++++ RECORD EXCERPTS ++++
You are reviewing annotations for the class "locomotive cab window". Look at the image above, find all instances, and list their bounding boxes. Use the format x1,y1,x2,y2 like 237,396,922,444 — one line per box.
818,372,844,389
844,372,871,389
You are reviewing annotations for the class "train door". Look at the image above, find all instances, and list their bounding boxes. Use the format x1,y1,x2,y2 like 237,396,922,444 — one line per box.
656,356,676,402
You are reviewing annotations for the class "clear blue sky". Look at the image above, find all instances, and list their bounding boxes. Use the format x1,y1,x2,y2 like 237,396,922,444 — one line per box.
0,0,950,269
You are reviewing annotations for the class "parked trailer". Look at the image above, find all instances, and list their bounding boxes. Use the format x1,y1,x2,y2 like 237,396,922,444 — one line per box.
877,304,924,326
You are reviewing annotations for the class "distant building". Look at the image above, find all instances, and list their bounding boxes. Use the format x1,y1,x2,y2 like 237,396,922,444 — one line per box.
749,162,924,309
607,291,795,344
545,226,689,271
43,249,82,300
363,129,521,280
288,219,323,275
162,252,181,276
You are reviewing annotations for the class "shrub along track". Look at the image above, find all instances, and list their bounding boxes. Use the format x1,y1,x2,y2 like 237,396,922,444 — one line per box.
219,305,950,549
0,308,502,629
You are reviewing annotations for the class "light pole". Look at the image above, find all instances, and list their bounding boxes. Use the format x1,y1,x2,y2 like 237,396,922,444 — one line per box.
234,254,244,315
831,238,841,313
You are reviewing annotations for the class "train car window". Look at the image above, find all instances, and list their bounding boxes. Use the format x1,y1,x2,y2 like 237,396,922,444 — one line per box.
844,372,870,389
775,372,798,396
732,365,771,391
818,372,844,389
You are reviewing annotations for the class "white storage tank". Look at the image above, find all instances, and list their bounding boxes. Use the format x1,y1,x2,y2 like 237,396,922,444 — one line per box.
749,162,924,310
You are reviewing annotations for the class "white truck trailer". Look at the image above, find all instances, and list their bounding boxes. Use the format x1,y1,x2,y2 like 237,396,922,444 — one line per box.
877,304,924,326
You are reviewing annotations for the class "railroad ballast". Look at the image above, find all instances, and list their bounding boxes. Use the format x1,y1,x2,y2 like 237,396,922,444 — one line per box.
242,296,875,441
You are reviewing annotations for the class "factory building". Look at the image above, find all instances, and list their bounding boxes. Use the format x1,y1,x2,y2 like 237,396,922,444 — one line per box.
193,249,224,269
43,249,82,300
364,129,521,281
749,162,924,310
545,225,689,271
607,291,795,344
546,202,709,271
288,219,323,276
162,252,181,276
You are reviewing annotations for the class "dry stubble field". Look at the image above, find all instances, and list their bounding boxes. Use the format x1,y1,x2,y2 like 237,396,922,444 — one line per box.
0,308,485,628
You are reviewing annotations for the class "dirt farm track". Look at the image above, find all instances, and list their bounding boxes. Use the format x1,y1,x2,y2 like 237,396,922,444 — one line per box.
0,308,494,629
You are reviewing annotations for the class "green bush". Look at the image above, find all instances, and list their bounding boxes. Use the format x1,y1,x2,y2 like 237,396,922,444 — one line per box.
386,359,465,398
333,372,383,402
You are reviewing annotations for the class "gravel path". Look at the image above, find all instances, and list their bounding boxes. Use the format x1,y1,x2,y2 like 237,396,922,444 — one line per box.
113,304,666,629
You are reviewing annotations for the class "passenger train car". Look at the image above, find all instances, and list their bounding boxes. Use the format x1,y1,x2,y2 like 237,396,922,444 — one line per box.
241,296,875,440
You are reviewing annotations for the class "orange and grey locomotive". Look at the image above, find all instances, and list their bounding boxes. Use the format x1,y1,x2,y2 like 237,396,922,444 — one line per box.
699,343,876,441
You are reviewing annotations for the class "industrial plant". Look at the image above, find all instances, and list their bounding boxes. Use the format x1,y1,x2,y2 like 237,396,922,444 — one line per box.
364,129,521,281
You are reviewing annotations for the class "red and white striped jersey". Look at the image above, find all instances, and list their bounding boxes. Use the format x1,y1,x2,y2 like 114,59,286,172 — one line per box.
++++
**WHAT IS EXPECTED:** Rewrite all of the entries above, changing "one line per box" to "each box on its own line" wherever it occurs and leaving everything else untouched.

**EXERCISE OUTPUT:**
You are reviewing annotations for the class "locomotive cab window". Look at the image above, find all instances, and list their bounding boxes. Use the format x1,y1,x2,y2 like 237,396,922,444 — each box on its own line.
818,372,844,389
844,372,871,389
You are reviewing annotations for the class "train door". Look at the image above, find all instances, and list their bounding boxes. Use the format x1,y1,x2,y2 like 237,396,922,444 — each box on its own line.
656,356,676,402
You are reviewing annotations for the class "clear blue sky". Look at the image above, find all instances, and list their bounding boxes. Use the format x1,y1,x2,y2 like 237,396,922,444 — each box on its own line.
0,0,950,269
You are reviewing annotations for the class "parked trailer". Look at the image above, find all instances, and list their bounding boxes. Use the format x1,y1,x2,y2 like 237,396,922,444 — each box on its own line.
877,304,924,326
You are reviewing annotations for the class "distant building". Look at the image above, find all instances, and list their bounding boxes. Use the format x1,y1,x2,y2 like 237,396,922,444 — each box on its own line.
749,162,924,309
607,291,795,344
545,226,689,271
43,249,82,300
363,129,521,280
288,219,323,275
162,252,181,276
You are reviewing annotations for the class "shrub along track". Look at the image above, find all instances, and list their bounding boxes. Use the format x1,y1,x2,y2 like 237,396,922,444 — each box on its own line.
219,305,950,549
0,308,502,629
You are reviewing annotations for the class "light pole". Look at the image above, find all instances, and list their bounding boxes. Use the format x1,y1,x2,y2 like 237,396,922,444 — each box on its own line.
234,254,244,315
831,238,841,313
You are reviewing annotations for the class "train car window". Look at the image above, find all instances, and list their bounding boxes. Use the format x1,y1,x2,y2 like 237,396,922,444 — each box on its own line.
844,372,870,389
775,372,798,396
732,365,771,391
818,372,844,389
You are reviewing annotations for the class "white storage tank". Look at the image above, find all instances, and list their bounding boxes. Use the format x1,y1,x2,y2 like 237,396,922,444 — each box on its own line.
749,162,924,310
You are reviewing annotations for the class "white truck trailer". Look at the image above, find all instances, and list their bounding boxes. Use the format x1,y1,x2,y2 like 237,396,922,444 — each box on its own line.
877,304,924,326
You are reviewing annotations for the class "railroad ballast". Look at the image above, find all instances, and list their bounding boxes. Use the format x1,y1,x2,y2 like 237,396,922,444 — each box on its own line.
242,296,875,441
You are reviewing annotations for the class "factory building". Look at the image above, find all instances, and list their bounding boxes. Use the format x1,y1,x2,y2 like 237,396,922,444 — each box on its own line.
193,249,224,269
43,249,82,300
364,129,521,281
749,162,924,310
545,225,689,271
607,291,795,344
546,202,709,271
288,219,323,276
162,252,181,276
You are reviewing annotations for the class "dry stubble field". Look at the image above, find all instances, and list their bounding boxes. Use the format x1,y1,x2,y2 like 237,396,922,444 — each box on its own line.
0,308,485,628
You are reviewing annotations for the class "dirt farm track". Look at the image above, find all instances, and list their bounding boxes. Use the format x1,y1,x2,y2 like 237,396,922,444 — each box on its own line.
0,308,494,629
You are reviewing annotations for the class "green bush". Look at the image above, find all instances, and list their bounding boxes. Use the format x1,y1,x2,y2 like 237,396,922,444 — each box on its own line.
386,359,465,398
333,372,383,402
You are reviewing annotations for the class "gravel path". Look at the image above, find all instances, and list their bounding boxes. Use the format x1,y1,x2,y2 like 237,396,922,444 — each box on its own line.
113,304,666,629
You are reviewing annotations for the class "passenger train car". Look at the image above, find all instances, and list their bounding boxes. Use the format x1,y1,x2,y2 like 237,396,922,444 — each box on its own line.
241,296,875,440
You are reviewing annotations for the class "orange and grey locomotive". Look at the image above, find all instances, and list their bounding boxes. Use the format x1,y1,x2,y2 like 237,396,922,444 — each box on its own line.
699,343,876,441
You are reviewing annotations for the class "industrial plant". Look at the image above, find all instances, and list their bounding boxes. Use the format x1,y1,x2,y2 like 237,396,922,444 — each box on its own line.
364,129,521,281
You are reviewing annotations for the class "red and white striped jersey". Look at the image above, find all instances, and list their bounding boxes. Use the format x1,y1,x2,y2 like 114,59,286,172 — each box on its own line.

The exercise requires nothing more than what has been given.